- **EXCERPT**:

According to Fidelity, the nation’s largest administrator of retirement assets with over $3 trillion of assets under administration, the average 401(k) balance in the country increased by 2.3%, to $97,700 at June 30, 2017. This is a new record, which surpasses the $95,500 average balance at the end of March 2017. Some of this increase is due to market growth, as the S&P 500 increased 2.57% in Q2 alone. Some of the increase, however, is attributed to employee and employer contributions. In addition to hitting record high balances, Americans are also contributing a record amount into their 401(k) plans. The individual employee contribution percentage was 8.4% during the 2nd quarter of 2017, a hair above the contribution rate during the prior quarter.
Although having an average 401(k) balance number is handy, it doesn’t tell people too much about where they are relative to their peers. For this it’s important to separate people into groups based on age, since older people have had a longer time to accumulate savings. What is the average 401(k) balance by age? According to Fidelity, the average 401(k) balance for the following age groups are: $10,700 for ages 20-29, $40,800 for ages 30-39, $97,400 for ages 40-49, $162,700 for ages 50-59, and $176,700 for ages 60-69. As expected, the average 401(k) balance increases the older people get, generally topping out when people are in their sixties. After this, individuals begin drawing down their balances. The chart below shows the average 401(k) balance by age along with the individual contribution rate (excluding employer match).

- **RECORD EXCERPTS**:
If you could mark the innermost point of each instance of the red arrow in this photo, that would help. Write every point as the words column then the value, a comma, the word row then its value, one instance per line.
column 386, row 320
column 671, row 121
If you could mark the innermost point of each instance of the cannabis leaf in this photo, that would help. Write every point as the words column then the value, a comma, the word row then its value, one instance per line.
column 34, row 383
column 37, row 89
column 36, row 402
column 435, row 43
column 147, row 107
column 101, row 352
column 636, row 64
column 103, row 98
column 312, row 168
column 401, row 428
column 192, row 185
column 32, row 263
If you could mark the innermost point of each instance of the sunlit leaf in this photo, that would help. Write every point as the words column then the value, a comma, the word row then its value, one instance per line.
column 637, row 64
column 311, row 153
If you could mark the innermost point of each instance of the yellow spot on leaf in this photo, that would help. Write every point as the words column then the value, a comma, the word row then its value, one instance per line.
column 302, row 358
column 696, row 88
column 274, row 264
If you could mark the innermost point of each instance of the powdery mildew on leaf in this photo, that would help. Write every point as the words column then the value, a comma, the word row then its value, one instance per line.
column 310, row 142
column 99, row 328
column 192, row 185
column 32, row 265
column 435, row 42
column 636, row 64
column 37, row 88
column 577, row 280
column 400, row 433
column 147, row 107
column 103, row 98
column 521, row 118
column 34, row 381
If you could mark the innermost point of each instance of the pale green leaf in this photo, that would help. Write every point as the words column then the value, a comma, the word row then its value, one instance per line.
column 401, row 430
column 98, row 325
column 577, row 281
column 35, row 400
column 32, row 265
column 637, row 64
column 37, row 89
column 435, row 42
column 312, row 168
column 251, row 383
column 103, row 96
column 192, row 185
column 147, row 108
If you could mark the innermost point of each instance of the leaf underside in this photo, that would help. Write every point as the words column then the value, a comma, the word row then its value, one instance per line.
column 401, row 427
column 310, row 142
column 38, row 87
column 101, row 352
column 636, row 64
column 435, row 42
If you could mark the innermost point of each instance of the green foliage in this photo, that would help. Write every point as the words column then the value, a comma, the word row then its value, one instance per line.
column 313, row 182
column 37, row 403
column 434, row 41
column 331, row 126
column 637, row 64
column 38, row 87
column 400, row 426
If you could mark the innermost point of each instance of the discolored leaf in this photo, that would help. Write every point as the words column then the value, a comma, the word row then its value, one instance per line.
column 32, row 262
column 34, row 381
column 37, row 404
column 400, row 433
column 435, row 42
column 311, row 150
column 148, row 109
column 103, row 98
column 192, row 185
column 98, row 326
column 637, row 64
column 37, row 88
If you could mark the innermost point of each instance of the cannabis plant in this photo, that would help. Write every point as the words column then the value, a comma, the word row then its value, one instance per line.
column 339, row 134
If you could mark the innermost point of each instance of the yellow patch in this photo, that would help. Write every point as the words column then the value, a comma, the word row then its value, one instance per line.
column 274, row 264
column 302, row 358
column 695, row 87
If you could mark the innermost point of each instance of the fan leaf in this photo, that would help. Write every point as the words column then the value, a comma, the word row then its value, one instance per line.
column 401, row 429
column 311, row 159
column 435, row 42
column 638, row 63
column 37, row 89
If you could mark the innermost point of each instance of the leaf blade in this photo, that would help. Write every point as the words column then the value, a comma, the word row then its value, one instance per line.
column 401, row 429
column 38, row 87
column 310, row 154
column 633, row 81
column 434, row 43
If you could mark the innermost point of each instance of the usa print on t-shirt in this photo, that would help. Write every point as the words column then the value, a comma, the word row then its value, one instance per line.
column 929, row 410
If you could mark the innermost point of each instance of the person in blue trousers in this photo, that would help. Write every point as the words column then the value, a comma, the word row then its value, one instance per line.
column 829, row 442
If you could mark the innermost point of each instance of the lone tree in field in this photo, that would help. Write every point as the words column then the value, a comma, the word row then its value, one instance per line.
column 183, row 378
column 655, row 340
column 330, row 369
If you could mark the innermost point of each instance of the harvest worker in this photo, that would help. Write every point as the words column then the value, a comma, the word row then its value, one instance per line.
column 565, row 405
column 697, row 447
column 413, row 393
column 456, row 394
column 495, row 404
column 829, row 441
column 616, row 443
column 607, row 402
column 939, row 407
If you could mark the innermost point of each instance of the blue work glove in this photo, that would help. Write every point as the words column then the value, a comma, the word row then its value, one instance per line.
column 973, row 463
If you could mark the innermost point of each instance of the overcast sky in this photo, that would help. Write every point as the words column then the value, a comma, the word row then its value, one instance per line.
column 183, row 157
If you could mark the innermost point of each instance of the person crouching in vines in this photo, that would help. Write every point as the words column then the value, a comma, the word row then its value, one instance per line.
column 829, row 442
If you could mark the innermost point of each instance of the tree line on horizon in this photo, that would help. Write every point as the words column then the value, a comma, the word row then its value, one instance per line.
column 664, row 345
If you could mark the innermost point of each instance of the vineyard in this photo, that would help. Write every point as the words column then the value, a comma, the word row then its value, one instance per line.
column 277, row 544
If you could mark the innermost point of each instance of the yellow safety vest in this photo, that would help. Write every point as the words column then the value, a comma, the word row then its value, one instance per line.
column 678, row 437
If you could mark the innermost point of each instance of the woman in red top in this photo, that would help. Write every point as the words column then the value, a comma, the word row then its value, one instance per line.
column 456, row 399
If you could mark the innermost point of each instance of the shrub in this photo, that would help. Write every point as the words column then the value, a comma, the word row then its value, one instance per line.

- **WHAT THIS TASK INVOLVES**:
Continue the passage on average 401(k) balances above, starting right after its last sentence.

- **RESPONSE FOR THIS EXERCISE**:
This quarter marks the fifth straight quarterly increase in average 401(k) balances. Below is a chart showing the rise of the average 401(k) balance over the last two years, broken down by quarter. Compared to the prior seven quarters it’s visible that people are enjoying the benefits of rising equity markets.
Is it possible that we’ll hit an average 401(k) balance in America of $100,000 anytime soon? Depending on how the equity markets do over the next couple of months, it could be sooner than most people realize. Should we see another percentage increase from here in the markets, and since July witnessed the S&P 500 increase 1.9% in the month alone, an average balance of $100k could be as soon as Q3 2017.
Millennials and Retirement
Although millennials (for this purpose classified as those in their twenties) have relatively low balances, they are increasing both their balances and contribution rates the most among all other age groups. People in their twenties realized an 8.1% increase in their average 401(k) balance since the beginning of the year. People in their forties had the second highest increase in average balance, increasing 7% since the beginning of the year. Those not realizing large gains? People in their sixties, who witnessed just a 5.4% increase in balances since the beginning of the year. This should come as no surprise, however, since as people age they should be moving from risky assets into more conservative assets. As mentioned before, millennials have also increased their contribution rate the most among the five groups listed, increasing contribution percentages .13% since the beginning of the year. Although this may seem miniscule, if this amount is contributed each year until retirement, it could snowball into $16,000. Who said millennials don’t care about their retirement? The data is beginning to show otherwise.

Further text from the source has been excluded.